_Ausgangstext_:
|---|

Kückelhausen. Drehen wir die Zeit mal zehn Jahre zurück. Da bin ich Abiturient und weiß noch nicht so genau, wie es eigentlich mit mir weitergehen soll. Außer, dass ich irgendwann mal Journalist werden möchte. Ich bin also plötzlich wieder 18 und einer von rund 5000 Schülern, die über die wahnsinnig gut angenommene erste Hagener Ausbildungsmesse in der Kreishandwerkerschaft spazieren. Los geht’s.
Was hab’ ich eigentlich drauf? Zugegeben: Mein Zeugnis reißt einen nicht gerade vom Hocker. Graues Mittelmaß. Außer einer Einsminus in Englisch und einer Eins in Sport ist befriedigend das Adjektiv, das meine Schullaufbahn am besten beschreibt.
Erstmal ein Praktikum
Was kann ich? Halten wir es mal mit dem Tipp meines alten Deutschlehrers: Wenn es noch so aussichtslos aussehen mag, zieh’ dein bestes Jackett an und verkaufe dich so gut es geht. Das kriege ich hin. Ich bin also höflich, ich arbeite gerne im Team und komme nie zu spät. Wo kann ich unterschreiben?
In der Maler-Ecke auf der Ausbildungsmesse hätte ich gute Chancen. Hier stehen zum Beispiel die Firmen Udo Pauli und Michael Kiwall nebeneinander. Bei Pauli sagt Chef Stefan Pauli: „Wie verlässlich du bist, steht auf keinem guten Zeugnis. Und wie man sich in einem Team macht, auch nicht.“ Aha. Aber verlässlich bin ich doch. Habe ich eine Chance? „Nicht so schnell. Erstmal ein Praktikum. Da zeigt sich, wer etwas für uns sein könnte und wer nicht.“ Seine Kritik: Er findet die Probezeit heutzutage einfach zu kurz.
Azubis fordern mehr kreativ
Drei Meter weiter steht Dirk Söhnge, Malermeister und Ausbildungsleiter am Cuno-Berufskolleg: „Die Azubis heute sind anders als vor 20 Jahren. Sie sind weiter durch Medien und Technik und fordern mehr Kreativität. Es ist auch unsere Aufgabe, ihnen das zu bieten.“ Ja, Kreativität ist super. Ich bin auch irgendwie kreativ.
Was vor allem auch viele junge Damen am Malerwesen interessiert: Man kann die kreative Arbeit am Ende sehen und stolz sein.

|---|

_Zu erledigende Aufgabe_:
Schreibe den Artikel über die erste Hagener Ausbildungsmesse im Anschluss an seinen letzten Satz weiter. Die Einträge haben mit dem Artikel nichts zu tun.

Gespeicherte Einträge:
|---|

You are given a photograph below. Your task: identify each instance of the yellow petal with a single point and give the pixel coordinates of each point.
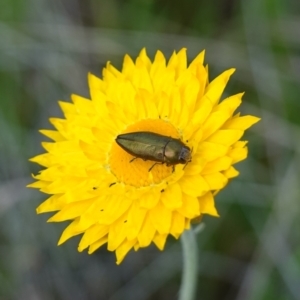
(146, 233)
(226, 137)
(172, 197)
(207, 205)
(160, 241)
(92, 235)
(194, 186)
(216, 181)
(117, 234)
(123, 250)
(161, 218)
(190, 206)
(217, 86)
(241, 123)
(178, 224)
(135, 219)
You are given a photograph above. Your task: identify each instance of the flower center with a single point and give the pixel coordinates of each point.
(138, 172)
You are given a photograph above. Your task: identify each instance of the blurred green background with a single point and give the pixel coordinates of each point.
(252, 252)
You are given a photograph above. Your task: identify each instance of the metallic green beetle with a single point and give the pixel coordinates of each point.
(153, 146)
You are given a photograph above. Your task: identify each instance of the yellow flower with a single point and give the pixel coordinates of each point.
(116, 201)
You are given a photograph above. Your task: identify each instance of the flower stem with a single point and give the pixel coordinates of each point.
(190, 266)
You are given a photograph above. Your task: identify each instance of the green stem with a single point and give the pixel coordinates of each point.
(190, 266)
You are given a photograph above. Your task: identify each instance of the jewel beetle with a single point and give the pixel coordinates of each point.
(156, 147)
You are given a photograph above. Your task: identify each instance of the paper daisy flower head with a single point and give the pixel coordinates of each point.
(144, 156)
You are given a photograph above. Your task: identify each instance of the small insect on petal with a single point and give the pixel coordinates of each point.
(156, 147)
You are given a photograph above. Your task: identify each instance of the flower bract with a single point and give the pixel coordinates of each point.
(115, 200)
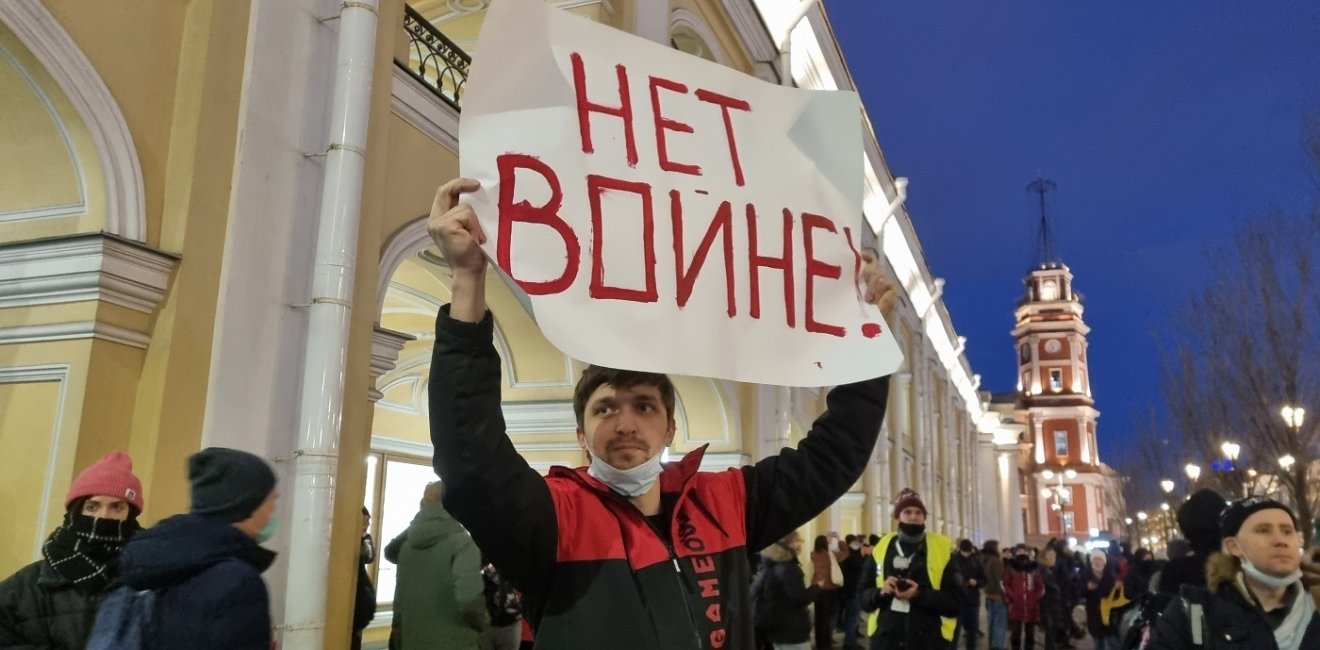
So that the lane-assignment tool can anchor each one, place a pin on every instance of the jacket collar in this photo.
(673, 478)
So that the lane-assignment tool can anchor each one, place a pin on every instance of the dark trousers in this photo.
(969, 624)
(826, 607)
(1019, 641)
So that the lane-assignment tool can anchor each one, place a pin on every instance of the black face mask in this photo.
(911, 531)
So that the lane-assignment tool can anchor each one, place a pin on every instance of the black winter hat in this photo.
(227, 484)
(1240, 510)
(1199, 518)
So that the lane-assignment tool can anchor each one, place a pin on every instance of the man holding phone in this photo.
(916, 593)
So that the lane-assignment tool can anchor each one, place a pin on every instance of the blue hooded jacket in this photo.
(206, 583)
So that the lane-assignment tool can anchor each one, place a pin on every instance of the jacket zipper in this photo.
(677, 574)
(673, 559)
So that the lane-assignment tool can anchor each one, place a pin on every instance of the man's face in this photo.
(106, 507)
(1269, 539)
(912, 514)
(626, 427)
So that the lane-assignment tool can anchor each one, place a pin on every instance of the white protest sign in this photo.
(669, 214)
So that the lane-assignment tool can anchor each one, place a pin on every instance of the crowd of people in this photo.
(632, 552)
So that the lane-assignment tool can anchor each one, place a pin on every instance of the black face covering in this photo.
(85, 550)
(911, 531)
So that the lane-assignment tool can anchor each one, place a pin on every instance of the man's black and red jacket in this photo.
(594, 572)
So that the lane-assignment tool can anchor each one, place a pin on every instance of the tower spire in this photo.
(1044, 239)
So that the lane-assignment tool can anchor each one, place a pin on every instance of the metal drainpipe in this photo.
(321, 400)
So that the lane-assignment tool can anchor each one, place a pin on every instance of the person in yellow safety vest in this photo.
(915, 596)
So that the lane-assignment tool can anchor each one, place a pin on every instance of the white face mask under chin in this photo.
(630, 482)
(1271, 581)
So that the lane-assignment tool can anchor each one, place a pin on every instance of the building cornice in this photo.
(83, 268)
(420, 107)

|---|

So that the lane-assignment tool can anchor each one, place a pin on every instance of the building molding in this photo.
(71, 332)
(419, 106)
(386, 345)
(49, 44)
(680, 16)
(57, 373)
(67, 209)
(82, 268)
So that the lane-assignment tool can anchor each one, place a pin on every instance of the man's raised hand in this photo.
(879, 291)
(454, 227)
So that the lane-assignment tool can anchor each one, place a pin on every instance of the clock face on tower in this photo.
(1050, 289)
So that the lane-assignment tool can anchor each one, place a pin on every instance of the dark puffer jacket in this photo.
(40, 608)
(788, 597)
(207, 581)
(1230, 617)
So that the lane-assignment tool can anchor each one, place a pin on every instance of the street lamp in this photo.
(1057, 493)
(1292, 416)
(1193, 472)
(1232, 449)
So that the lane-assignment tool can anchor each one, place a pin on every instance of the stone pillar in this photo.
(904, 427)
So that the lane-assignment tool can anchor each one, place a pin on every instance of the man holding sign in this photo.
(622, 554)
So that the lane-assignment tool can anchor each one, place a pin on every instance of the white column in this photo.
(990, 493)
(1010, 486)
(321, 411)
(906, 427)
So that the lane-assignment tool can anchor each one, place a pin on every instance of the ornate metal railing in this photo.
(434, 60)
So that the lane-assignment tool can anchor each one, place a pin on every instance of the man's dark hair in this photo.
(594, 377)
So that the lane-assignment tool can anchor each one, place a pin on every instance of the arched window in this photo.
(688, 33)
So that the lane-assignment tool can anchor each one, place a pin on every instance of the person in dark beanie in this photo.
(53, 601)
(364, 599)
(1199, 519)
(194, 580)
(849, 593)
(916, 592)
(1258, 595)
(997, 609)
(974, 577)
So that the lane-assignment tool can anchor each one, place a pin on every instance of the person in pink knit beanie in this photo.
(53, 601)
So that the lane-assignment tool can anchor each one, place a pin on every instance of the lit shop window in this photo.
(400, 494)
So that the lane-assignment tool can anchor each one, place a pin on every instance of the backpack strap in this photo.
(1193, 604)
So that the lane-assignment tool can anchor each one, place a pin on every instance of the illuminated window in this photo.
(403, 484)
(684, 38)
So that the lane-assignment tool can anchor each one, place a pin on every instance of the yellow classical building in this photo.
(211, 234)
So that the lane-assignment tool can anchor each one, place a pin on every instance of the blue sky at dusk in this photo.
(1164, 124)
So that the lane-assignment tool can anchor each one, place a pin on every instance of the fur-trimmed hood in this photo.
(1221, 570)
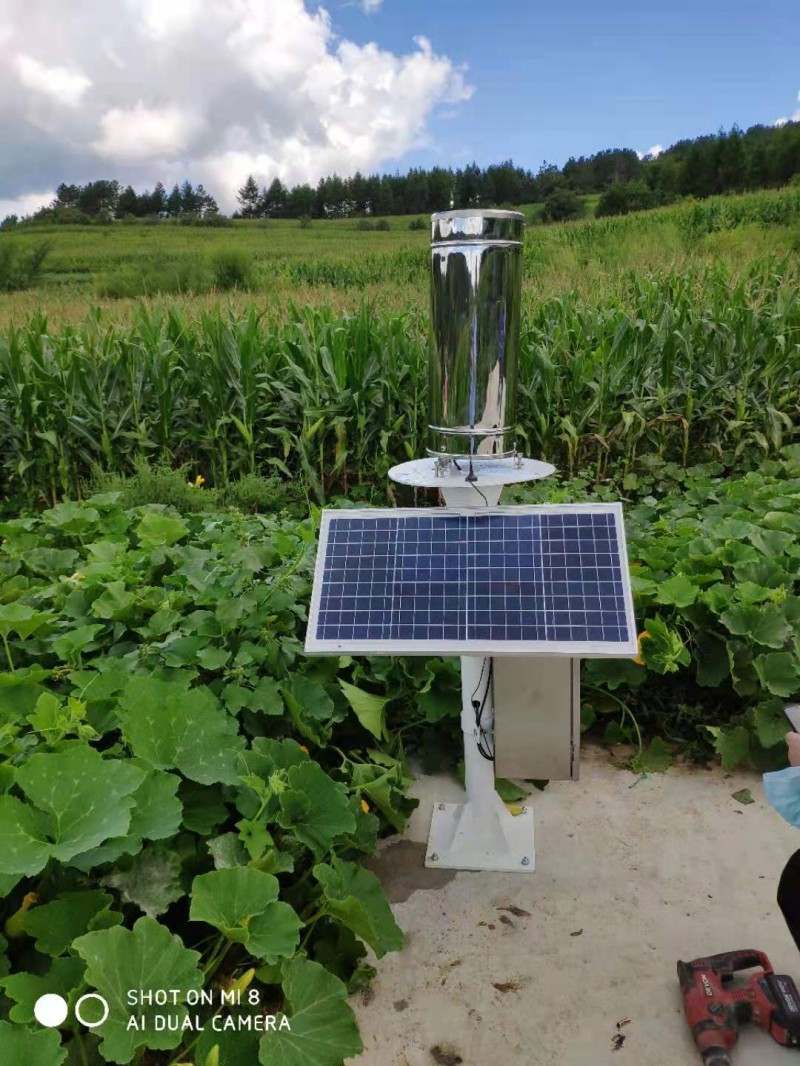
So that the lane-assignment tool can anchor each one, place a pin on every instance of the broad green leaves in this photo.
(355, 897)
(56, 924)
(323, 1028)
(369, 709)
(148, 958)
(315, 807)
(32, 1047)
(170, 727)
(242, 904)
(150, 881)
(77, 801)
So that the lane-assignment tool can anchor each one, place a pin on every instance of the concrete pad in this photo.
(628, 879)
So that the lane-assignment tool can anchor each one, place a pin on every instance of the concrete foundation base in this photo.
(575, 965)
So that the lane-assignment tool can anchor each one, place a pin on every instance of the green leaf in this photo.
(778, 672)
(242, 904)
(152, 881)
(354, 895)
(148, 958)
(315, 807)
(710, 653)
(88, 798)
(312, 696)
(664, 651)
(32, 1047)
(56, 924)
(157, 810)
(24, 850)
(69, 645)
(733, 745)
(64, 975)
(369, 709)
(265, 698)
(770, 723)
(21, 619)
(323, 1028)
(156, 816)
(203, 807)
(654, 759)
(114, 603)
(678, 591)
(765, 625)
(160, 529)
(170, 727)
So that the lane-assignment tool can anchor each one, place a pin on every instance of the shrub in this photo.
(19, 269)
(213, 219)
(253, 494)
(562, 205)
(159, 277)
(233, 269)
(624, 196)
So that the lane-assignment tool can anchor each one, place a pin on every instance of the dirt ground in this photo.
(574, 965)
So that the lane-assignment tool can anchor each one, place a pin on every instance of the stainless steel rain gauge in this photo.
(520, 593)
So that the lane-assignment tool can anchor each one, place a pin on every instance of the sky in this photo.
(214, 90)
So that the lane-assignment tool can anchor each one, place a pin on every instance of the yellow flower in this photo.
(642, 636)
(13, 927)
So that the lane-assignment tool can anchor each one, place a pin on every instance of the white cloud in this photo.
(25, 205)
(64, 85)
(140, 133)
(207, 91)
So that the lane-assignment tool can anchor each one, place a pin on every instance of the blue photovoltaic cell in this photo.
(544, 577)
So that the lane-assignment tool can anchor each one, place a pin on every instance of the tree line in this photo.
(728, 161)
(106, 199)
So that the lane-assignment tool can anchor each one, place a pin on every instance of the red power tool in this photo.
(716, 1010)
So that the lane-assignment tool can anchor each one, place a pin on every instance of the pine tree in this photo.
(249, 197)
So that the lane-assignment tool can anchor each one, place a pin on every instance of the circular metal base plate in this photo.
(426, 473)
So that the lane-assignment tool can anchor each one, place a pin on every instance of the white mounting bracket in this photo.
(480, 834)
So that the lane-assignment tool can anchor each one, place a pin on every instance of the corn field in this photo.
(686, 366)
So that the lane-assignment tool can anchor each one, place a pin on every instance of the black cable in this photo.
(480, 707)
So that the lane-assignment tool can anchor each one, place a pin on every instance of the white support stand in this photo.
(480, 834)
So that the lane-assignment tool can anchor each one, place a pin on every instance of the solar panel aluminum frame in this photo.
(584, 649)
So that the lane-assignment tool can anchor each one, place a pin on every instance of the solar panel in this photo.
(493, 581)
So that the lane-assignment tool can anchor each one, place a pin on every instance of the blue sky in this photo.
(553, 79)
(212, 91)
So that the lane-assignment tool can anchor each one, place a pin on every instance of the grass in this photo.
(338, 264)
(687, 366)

|---|

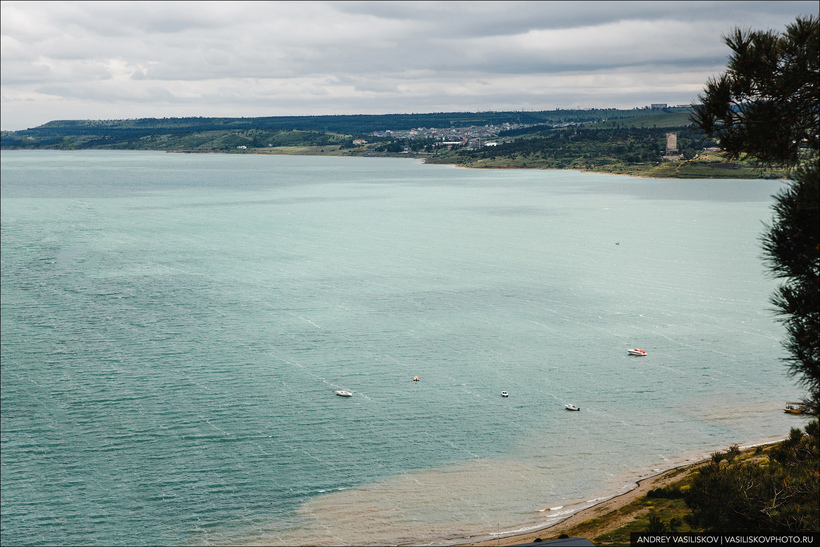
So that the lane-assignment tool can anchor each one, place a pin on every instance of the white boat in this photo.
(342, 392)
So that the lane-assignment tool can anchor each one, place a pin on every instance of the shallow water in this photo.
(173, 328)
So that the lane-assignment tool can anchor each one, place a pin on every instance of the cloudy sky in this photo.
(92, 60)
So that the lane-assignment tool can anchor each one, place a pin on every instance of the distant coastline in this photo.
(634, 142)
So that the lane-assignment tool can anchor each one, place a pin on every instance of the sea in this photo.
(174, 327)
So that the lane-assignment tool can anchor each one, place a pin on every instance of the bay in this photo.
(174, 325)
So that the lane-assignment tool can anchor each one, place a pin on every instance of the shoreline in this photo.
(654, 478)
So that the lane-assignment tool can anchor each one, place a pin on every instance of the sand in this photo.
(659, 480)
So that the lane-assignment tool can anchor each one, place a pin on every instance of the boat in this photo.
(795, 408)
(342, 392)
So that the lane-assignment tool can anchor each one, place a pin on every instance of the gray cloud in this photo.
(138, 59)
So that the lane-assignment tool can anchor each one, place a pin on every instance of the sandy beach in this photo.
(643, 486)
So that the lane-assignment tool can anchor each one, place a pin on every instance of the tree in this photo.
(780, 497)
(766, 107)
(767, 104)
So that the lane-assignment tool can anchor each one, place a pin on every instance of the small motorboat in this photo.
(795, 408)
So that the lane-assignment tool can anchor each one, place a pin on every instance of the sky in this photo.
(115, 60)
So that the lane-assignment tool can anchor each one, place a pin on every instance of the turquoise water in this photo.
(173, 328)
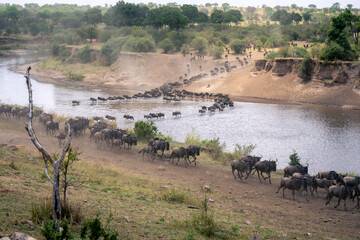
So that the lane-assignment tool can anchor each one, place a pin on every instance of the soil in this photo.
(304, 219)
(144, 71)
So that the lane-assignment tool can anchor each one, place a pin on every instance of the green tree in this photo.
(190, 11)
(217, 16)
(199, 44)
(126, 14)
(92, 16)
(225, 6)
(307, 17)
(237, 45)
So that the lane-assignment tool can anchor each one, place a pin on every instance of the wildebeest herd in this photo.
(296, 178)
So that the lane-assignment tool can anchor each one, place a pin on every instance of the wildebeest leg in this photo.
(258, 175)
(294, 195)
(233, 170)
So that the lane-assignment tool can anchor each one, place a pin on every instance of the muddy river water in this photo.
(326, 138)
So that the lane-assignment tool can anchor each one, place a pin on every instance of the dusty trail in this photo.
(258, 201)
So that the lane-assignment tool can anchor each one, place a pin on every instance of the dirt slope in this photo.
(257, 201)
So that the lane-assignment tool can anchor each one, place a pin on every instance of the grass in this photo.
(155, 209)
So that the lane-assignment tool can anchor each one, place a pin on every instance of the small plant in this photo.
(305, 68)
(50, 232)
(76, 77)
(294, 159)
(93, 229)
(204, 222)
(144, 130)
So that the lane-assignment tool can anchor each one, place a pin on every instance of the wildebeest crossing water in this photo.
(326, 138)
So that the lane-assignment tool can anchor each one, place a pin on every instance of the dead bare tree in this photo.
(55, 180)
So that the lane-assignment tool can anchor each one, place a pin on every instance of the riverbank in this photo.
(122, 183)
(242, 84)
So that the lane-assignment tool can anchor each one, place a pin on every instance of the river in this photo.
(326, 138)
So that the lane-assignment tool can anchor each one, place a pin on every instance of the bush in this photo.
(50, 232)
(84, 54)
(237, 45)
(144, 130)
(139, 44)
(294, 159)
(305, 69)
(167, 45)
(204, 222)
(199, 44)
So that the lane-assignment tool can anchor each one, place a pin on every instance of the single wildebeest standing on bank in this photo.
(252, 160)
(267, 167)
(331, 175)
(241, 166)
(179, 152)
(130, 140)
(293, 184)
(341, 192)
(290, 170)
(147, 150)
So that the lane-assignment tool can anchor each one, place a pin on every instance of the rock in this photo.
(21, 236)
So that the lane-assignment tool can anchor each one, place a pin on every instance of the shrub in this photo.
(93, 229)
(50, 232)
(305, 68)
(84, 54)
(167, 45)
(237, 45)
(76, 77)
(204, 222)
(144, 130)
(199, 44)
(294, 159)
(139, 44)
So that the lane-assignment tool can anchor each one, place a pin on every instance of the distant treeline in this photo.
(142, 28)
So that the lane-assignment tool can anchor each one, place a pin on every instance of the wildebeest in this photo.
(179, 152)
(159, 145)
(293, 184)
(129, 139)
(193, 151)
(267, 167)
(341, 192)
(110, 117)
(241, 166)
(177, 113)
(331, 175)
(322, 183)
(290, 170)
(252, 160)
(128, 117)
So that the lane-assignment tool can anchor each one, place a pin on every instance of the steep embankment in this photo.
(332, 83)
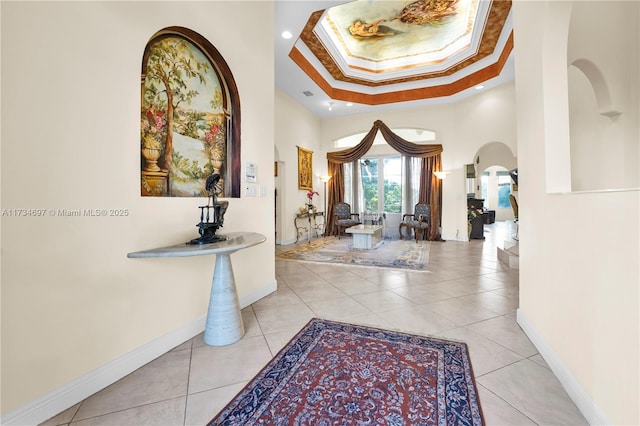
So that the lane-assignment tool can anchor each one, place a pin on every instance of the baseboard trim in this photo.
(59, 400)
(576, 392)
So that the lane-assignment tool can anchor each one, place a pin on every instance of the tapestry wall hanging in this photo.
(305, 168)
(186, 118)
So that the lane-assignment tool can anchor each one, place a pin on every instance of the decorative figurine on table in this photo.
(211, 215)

|---|

_Ergebnis der Übung_:
Dichtes Gedränge auf den Fluren und im Außenbereich der Kreishandwerkerschaft. Die Agentur Mark, die Kreishandwerkerschaft, der Märkische Arbeitgeberverband sowie die Südwestfälische Industrie- und Handelskammer zu Hagen als Organisatoren haben ganze Arbeit geleistet. Die Stadt Hagen und die Arbeitsagentur Hagen unterstützen die Ausbildungsmesse ebenfalls.
Die Vielfalt ist riesig
Der Hagener Entsorgungsbetrieb präsentiert sich. Nein, die sind irgendwie nichts für mich. Die Polizei auch nicht. Dafür habe ich viel zu viele Flausen im Kopf. Nordwest Handel? Ja, vielleicht wäre das was. Aber die gehen ja nach Dortmund. Bei Douglas wäre ich übrigens raus. Pflegeprodukte, Parfums und Beauty - nicht mein Ding. Die Dachdeckerei ist aber spannend. Ein richtig altes Handwerk, immer an der frischen Luft und Höhenangst habe ich auch nicht. Hach, die Auswahl ist groß.
Die Vielfalt des Angebots gestern war riesig. 107 Aussteller präsentierten sich, ihre Arbeitsplätze und ihre Produkte. Keine stoische Beschallung von vorne, sondern richtig reinschnuppern. Azubi-Betriebe zum Anpacken. „Mit der Resonanz sind wir total zufrieden“, sagt Erik O. Schulz, Chef der Agentur Mark. Und er verspricht: „Heute Abend beginnen die Vorbereitungen für 2014. Wir wollen diese Messe etablieren.“ Tausende von Schülern wurden mit Bussen von der Schule zur Messe transportiert.
Ich bin am Ende froh, dass ich mich nicht mehr entscheiden muss. Ich bin heute Reporter. Und ich finde das gut.